> _TASK PROMPT_: Write out the entries, please, from the line containing "The response should indicate, for every instance of the front" through their final line, exactly and with nothing else.

▼

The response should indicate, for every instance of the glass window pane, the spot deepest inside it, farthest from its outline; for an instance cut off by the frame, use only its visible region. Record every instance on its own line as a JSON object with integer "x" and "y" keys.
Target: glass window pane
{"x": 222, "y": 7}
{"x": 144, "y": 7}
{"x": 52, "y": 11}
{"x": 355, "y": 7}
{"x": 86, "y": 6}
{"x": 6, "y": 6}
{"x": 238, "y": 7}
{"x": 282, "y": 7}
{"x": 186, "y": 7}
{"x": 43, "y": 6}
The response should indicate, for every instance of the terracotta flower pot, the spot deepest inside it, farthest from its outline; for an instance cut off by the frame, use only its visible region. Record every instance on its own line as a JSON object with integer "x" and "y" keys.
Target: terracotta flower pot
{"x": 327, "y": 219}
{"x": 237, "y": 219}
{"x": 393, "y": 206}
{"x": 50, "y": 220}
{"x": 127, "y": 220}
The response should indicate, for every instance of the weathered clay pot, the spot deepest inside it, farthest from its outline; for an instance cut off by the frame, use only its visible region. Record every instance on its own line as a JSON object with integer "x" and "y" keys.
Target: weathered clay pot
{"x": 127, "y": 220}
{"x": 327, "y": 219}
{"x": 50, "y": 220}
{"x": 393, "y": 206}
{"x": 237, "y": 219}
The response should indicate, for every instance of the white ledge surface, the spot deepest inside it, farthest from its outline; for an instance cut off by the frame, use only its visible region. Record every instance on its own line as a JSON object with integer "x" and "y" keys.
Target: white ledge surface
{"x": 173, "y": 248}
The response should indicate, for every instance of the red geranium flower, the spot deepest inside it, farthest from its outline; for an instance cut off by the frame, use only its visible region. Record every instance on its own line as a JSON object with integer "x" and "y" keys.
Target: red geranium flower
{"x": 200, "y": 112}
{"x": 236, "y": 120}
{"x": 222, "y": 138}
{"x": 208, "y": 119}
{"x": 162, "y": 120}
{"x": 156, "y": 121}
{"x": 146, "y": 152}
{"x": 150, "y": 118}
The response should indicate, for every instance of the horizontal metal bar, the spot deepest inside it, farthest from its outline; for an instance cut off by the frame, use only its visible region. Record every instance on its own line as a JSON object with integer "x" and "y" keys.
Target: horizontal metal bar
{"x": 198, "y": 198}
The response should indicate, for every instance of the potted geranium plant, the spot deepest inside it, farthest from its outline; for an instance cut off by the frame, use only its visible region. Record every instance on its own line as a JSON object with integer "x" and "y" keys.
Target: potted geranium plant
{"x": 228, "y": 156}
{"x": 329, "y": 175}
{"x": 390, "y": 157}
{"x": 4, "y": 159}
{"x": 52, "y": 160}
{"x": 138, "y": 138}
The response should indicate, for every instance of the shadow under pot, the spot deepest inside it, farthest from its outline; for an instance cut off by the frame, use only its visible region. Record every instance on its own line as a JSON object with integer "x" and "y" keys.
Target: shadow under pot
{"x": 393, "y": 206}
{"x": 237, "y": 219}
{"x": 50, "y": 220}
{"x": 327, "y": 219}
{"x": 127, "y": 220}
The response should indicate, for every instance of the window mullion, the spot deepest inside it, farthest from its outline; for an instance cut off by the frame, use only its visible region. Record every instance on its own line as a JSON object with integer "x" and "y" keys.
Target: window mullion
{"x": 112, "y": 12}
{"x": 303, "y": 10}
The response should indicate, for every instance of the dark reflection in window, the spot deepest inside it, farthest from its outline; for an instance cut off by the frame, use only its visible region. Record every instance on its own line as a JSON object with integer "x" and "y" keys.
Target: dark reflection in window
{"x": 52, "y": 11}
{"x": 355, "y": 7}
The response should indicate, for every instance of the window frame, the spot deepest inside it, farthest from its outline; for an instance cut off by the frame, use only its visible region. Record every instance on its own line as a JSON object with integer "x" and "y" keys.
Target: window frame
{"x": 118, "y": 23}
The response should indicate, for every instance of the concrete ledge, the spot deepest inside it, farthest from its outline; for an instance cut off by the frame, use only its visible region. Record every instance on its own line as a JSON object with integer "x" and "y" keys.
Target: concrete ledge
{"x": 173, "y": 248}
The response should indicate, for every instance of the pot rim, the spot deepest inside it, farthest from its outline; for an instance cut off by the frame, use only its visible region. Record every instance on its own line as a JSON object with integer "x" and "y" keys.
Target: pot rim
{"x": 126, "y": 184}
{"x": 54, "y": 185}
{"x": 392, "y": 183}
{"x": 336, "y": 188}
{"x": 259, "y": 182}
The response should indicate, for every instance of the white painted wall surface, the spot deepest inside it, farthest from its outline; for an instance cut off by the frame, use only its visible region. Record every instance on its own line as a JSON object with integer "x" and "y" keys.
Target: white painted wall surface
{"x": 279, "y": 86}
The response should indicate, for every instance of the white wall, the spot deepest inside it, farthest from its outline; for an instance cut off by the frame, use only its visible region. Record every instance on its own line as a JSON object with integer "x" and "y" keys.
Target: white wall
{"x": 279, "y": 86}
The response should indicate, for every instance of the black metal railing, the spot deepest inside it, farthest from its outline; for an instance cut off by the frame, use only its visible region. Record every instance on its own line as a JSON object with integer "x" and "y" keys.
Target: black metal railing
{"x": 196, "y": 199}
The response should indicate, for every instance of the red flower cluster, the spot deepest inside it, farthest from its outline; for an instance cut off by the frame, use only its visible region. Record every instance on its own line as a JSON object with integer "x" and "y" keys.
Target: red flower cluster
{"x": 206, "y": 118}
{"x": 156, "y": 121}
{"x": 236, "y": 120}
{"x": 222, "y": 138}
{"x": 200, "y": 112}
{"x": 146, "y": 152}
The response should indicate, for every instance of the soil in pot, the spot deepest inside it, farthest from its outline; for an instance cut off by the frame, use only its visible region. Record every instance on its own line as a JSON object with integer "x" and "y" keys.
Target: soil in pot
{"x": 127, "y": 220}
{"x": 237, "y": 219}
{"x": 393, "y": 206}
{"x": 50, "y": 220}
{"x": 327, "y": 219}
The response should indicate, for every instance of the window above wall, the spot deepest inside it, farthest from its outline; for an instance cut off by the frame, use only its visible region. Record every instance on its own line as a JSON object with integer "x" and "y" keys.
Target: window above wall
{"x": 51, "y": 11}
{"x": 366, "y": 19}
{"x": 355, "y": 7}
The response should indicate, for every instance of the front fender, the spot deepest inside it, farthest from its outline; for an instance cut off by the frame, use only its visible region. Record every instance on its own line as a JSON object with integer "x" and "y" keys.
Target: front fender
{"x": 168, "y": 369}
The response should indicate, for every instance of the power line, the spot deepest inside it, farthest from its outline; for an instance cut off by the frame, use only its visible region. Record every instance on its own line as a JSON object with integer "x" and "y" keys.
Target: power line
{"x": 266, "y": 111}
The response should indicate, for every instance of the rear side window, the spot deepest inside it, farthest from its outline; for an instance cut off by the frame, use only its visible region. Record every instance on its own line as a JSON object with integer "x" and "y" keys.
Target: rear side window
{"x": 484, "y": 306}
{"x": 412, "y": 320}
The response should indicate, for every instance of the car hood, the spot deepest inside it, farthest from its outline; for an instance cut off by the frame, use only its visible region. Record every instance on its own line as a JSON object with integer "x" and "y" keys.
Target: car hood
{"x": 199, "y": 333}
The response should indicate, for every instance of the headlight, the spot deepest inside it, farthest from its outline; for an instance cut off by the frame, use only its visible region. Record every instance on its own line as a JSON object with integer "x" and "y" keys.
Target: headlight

▲

> _REPLY TO THE TASK_:
The response should indicate, for every instance of the front fender, the spot deepest inside it, farthest from its outline; for an instance cut off by the frame, use only its visible region. Record every instance on its own line as a JSON object with integer "x" and "y" keys.
Target: front fender
{"x": 168, "y": 369}
The response should indicate, for every instance of the power line, the spot deepest inside it, farthest from its outline; for an instance cut off by the frame, use only its visible region. Record every instance on its own line as a JSON object with integer "x" and "y" keys.
Target: power line
{"x": 266, "y": 111}
The response should indicate, for every instance of the rear side window, the spot deepest inside it, farthest from its outline; for an instance cut off by the frame, use only its visible region. Record every instance on its own line as a JSON object with integer "x" and "y" keys.
Target: rear side window
{"x": 484, "y": 306}
{"x": 412, "y": 320}
The response should indicate, for every instance of the car hood, the spot deepest inside it, farthest from its outline; for an instance cut off by the frame, use only its visible region. Record every instance on its own line as a JSON object with integer "x" and "y" keys.
Target: car hood
{"x": 199, "y": 333}
The response should indicate, for every instance of the headlight, the spot deepest inside it, farthest from its outline; for an instance cut off by the frame, use only its visible region. Record every instance on its own line as a JSON object with integer "x" and "y" keys.
Target: headlight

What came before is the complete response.